■ Available data
- - -

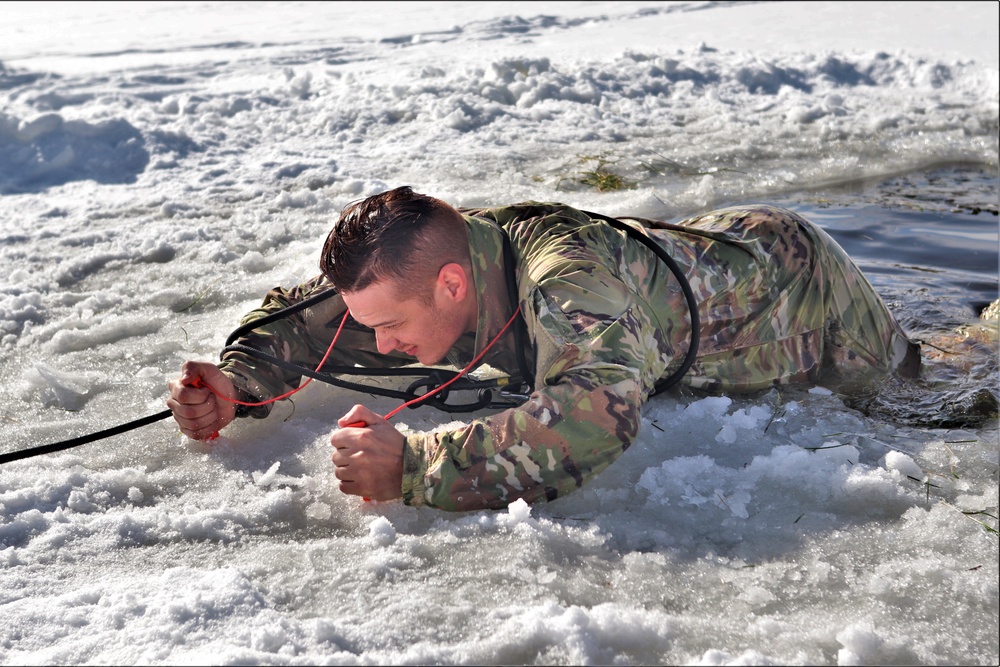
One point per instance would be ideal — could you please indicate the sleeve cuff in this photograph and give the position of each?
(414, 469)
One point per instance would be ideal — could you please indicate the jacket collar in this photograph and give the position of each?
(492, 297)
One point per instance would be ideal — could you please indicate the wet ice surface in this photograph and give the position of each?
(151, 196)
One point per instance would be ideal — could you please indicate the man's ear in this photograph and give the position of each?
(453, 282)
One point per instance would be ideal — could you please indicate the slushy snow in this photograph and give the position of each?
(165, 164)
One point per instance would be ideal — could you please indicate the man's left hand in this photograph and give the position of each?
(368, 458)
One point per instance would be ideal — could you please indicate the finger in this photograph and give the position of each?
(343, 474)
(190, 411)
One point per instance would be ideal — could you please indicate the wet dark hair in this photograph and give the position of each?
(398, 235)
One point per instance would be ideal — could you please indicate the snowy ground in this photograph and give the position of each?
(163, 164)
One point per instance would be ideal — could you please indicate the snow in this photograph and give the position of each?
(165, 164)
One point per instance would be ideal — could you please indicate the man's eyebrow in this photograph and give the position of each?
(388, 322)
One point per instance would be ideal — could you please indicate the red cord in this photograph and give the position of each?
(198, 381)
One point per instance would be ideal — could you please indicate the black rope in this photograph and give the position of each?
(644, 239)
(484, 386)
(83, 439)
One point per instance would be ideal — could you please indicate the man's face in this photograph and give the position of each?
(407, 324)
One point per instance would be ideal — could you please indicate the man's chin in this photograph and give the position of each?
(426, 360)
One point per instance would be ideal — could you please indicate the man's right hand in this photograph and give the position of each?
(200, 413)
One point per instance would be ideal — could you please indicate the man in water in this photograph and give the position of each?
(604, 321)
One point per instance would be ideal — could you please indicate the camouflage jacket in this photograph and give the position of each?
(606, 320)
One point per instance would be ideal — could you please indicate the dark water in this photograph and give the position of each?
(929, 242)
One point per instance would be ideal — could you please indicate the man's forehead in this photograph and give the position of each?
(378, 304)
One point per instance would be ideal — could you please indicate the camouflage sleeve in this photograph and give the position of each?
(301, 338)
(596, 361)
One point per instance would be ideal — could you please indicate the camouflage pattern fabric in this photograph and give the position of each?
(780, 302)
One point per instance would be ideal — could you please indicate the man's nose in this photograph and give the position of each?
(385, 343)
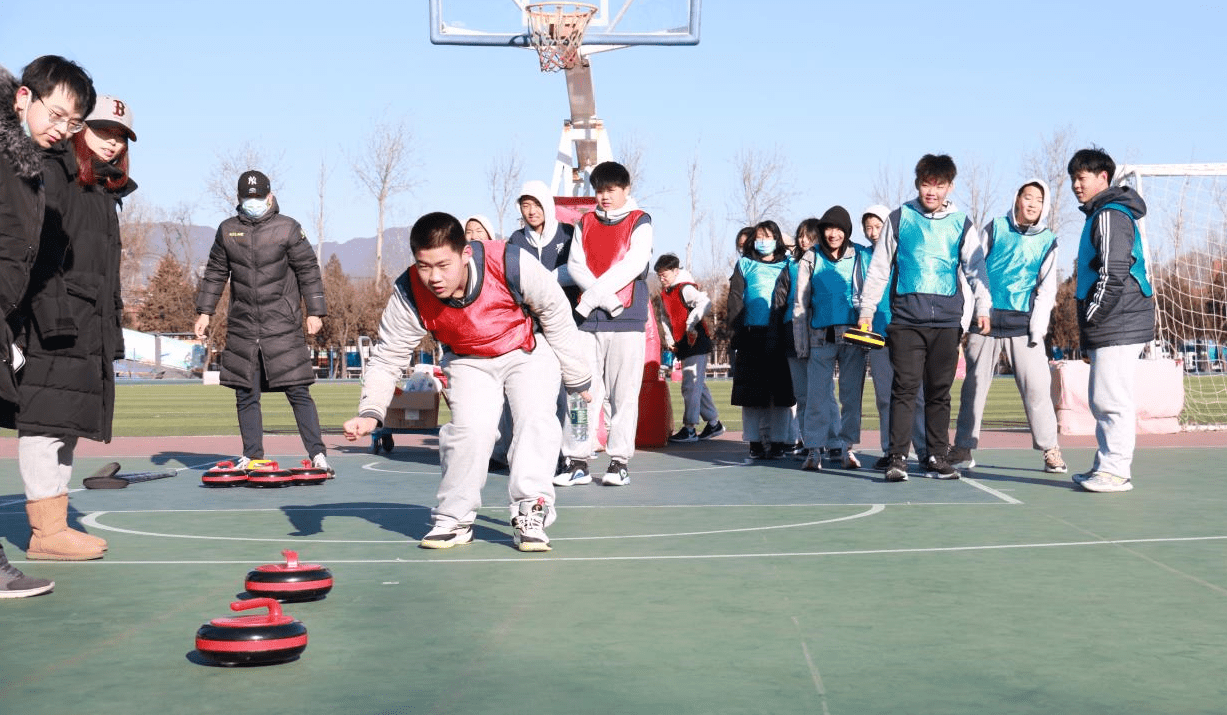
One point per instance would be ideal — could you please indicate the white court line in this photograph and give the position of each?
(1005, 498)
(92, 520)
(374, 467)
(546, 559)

- - -

■ Stated problem
Could you format every line of the items above as a Markdown table with the columns "Row" and "Item line", numbering the rows and skipping blank lines? Leave the pictures out of the table.

■ Solution to this exercise
| Row | Item line |
|---|---|
| 1 | One point per instance would be ideal — could you please indicate the sleeve cuff in this photograph and give the position of each? |
| 2 | (414, 469) |
| 3 | One point per instance would be ideal — could you please indicate the jacket collar in this photograph and give the position of each? |
| 4 | (492, 297) |
| 5 | One point per instance would be ideal — could you please indicate the wet ice surface in this photograph and give the position of each? |
| 6 | (151, 196) |
| 7 | One point per instance would be ideal — could you please indicate the man's ear in this photograph and give the position of each? |
| 8 | (453, 282) |
| 9 | One point per instance would be ideal — could you please indicate the slushy snow in this photograph and give the position of each? |
| 10 | (165, 164) |
| 11 | One point per instance would be ideal — could you please indicate the man's left hand in this photograph and give the position of each? |
| 12 | (368, 458) |
| 13 | One point per instance would be ideal — could you please indicate the finger in this photograph and give the position of each? |
| 14 | (343, 474) |
| 15 | (190, 411) |
| 16 | One point per instance would be ideal — could you please indicate the wet dark hair in this photograph and give the position of each? |
| 17 | (398, 235) |
| 18 | One point per instance would be ideal — could you please indicate the snowy ground in this photograph and give the position of each? |
| 19 | (163, 164) |
| 20 | One point per instance would be ideal — could you please indicate the snow in this photograph and give the position of each? |
| 21 | (165, 164) |
| 22 | One point per instance would be ideal — could you please indicate the man's eyebrow in this photograph and give the position of each? |
| 23 | (388, 322) |
| 24 | One point per instance would be ideal — could you please indicate the red cord in this photograph and give the position of each? |
| 25 | (198, 381) |
| 26 | One point per instance would be ideal — could you please indicate the black rope in this photograph and give the position of each? |
| 27 | (644, 239) |
| 28 | (484, 386) |
| 29 | (83, 439) |
| 30 | One point per instance would be ideal — could you please indicate the man's face in this photograph and give the position of each? |
| 31 | (407, 324) |
| 32 | One point per instance would be ideal — could you please indicate the man's chin in this photograph and give the position of each? |
| 33 | (426, 360) |
| 34 | One point per instance would be ideal — could you please indicate the man's right hand in this photograph and give the position of each? |
| 35 | (200, 413) |
| 36 | One point per instance would be ideal — could you please indicate the man in water in this photograph and give the position of each? |
| 37 | (604, 321) |
| 38 | One point per instance would be ideal — could you please indicate the camouflage jacket in this photograph and give the position of each? |
| 39 | (606, 320) |
| 40 | One point per instance would be ideal — could you please indicate the dark water in this photograph and give the position of each? |
| 41 | (929, 242) |
| 42 | One point per instance would be ideal — could you please indicate the man's forehead in this photograph and give the position of each? |
| 43 | (378, 304) |
| 44 | One point per instance would be ideal — could you please indicate the camouflage sleeve in this photograph and give the position of each? |
| 45 | (301, 338) |
| 46 | (596, 361) |
| 47 | One point per instance would be ideal — could you please indicate the camouflage pattern fabric in this photograph and give the position of each? |
| 48 | (780, 302) |
| 49 | One point per instance would be ideal — could you please indicate the man's nose in this photograph and give the position of each? |
| 50 | (385, 343) |
| 51 | One point per instance would be ideal — could you please indicate the white court line in this photograph and give the position of each? |
| 52 | (1005, 498) |
| 53 | (92, 520) |
| 54 | (374, 467) |
| 55 | (546, 559) |